[Work instruction]: In the records below, print each line exactly and leave every image out.

----- Provided records -----

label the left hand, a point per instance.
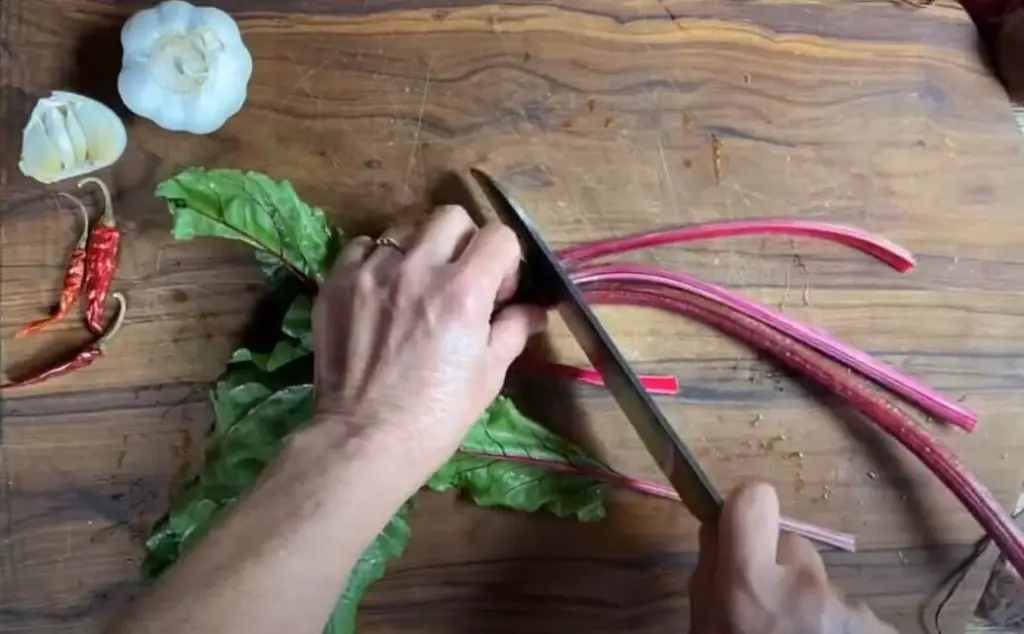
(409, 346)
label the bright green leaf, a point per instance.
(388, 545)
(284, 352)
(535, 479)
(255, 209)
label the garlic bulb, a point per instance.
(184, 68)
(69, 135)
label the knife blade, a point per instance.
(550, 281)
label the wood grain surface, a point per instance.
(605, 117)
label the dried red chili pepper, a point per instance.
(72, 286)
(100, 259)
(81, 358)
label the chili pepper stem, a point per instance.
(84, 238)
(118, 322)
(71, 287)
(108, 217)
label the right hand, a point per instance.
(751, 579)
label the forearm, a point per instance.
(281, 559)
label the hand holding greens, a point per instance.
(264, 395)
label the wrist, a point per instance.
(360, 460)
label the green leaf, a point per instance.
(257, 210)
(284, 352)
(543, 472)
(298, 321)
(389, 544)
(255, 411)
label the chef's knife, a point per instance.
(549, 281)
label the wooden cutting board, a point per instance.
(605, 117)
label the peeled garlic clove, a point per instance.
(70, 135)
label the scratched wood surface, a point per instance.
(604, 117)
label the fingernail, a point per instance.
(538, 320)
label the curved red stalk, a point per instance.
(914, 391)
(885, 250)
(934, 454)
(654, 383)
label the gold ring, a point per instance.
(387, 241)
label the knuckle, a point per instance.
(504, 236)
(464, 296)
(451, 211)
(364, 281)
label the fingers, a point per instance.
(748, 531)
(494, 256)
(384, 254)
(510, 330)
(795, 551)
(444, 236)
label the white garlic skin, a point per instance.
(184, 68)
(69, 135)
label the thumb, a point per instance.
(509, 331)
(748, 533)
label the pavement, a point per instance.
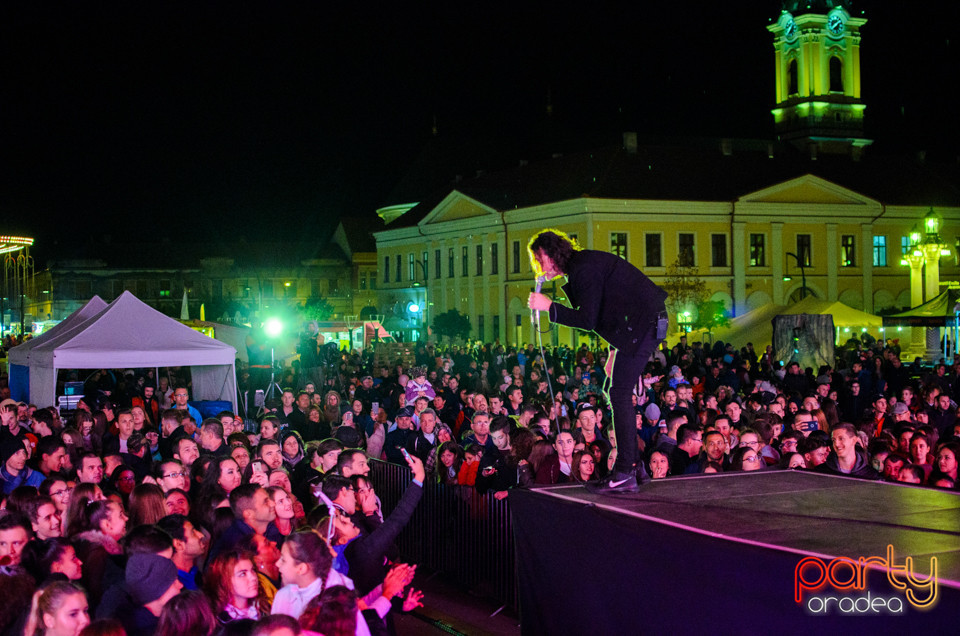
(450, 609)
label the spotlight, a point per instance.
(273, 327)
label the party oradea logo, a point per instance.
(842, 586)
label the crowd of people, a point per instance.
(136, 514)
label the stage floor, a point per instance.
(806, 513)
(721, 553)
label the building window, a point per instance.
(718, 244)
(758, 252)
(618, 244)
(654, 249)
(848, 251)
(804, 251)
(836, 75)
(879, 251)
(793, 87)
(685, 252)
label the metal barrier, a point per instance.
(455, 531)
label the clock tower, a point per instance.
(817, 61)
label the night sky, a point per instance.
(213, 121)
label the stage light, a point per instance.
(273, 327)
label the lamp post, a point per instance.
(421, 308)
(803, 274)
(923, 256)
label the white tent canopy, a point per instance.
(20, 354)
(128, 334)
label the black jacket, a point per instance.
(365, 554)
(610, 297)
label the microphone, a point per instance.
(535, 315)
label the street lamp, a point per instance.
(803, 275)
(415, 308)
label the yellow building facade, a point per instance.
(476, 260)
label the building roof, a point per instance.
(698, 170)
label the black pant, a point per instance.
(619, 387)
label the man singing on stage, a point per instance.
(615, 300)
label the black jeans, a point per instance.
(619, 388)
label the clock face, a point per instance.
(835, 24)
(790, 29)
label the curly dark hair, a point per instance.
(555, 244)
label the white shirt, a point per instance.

-----

[Completed exercise]:
label the left hand, a point per instance.
(409, 346)
label the bright green leaf, a point per instance.
(388, 545)
(284, 352)
(535, 479)
(255, 209)
label the garlic bulb, a point per instance.
(184, 68)
(69, 135)
label the knife blade, a point per instance.
(550, 281)
label the wood grain surface, a point per instance.
(605, 117)
label the dried red chili pepper, a point per instance.
(72, 286)
(100, 259)
(81, 358)
label the chili pepper stem, a point per instance.
(84, 238)
(118, 322)
(71, 287)
(108, 217)
label the right hand, a point per instance.
(751, 579)
label the forearm, a point per instance.
(281, 559)
label the hand holding greens, a point per instance.
(264, 395)
label the wrist, a point per instance.
(360, 460)
label the green leaf, a point per instance.
(257, 210)
(284, 352)
(543, 472)
(298, 321)
(389, 544)
(255, 411)
label the chef's knife, a point per instance.
(549, 281)
label the wooden cutting board, a point per instance.
(605, 117)
label the peeled garlic clove, a point per instance.
(70, 135)
label the scratched wood surface, a point per instance.
(604, 117)
label the fingernail, a point per instance.
(538, 320)
label the curved red stalk, a point per instance.
(914, 391)
(885, 250)
(934, 454)
(654, 383)
label the gold ring, a point per instance.
(387, 241)
label the knuckle, a point per instance.
(504, 236)
(464, 296)
(451, 211)
(364, 281)
label the fingers, a point per instance.
(748, 531)
(494, 256)
(384, 254)
(510, 330)
(795, 551)
(444, 236)
label the white garlic skin, a point per instance.
(184, 68)
(69, 135)
label the thumb, a point per instance.
(509, 331)
(748, 533)
label the pavement, a point per instance.
(450, 609)
label the spotlight, a point per instance.
(273, 327)
label the party oradea logo, a point per instance.
(842, 586)
label the crowd of people, a point per instance.
(136, 514)
label the stage floor, a point per instance.
(806, 513)
(721, 553)
label the building window, a point per instance.
(718, 244)
(758, 252)
(618, 244)
(654, 249)
(848, 251)
(804, 251)
(836, 75)
(879, 251)
(793, 87)
(685, 252)
label the metal barrier, a point per instance.
(455, 531)
label the clock tower, a point per instance.
(817, 61)
label the night sky, a point per instance.
(213, 121)
label the stage light, a point per instance.
(273, 327)
label the lamp post, a point per instance.
(421, 308)
(803, 274)
(923, 256)
label the white tent canopy, a point per instance.
(20, 354)
(128, 334)
label the black jacket, a point per instance.
(365, 554)
(610, 297)
label the microphone, a point per instance.
(535, 315)
label the street lamp, a point per instance.
(803, 275)
(415, 308)
label the yellow building facade, a point per instance.
(476, 260)
label the building roof, a point per instance.
(698, 170)
label the black pant, a point per instance.
(619, 387)
label the man singing on stage, a point per instance.
(615, 300)
label the black jeans, a point per instance.
(619, 388)
label the clock face, a point per instance.
(835, 24)
(790, 29)
label the curly dark hair, a point per instance.
(555, 244)
label the white shirt, a point per instance.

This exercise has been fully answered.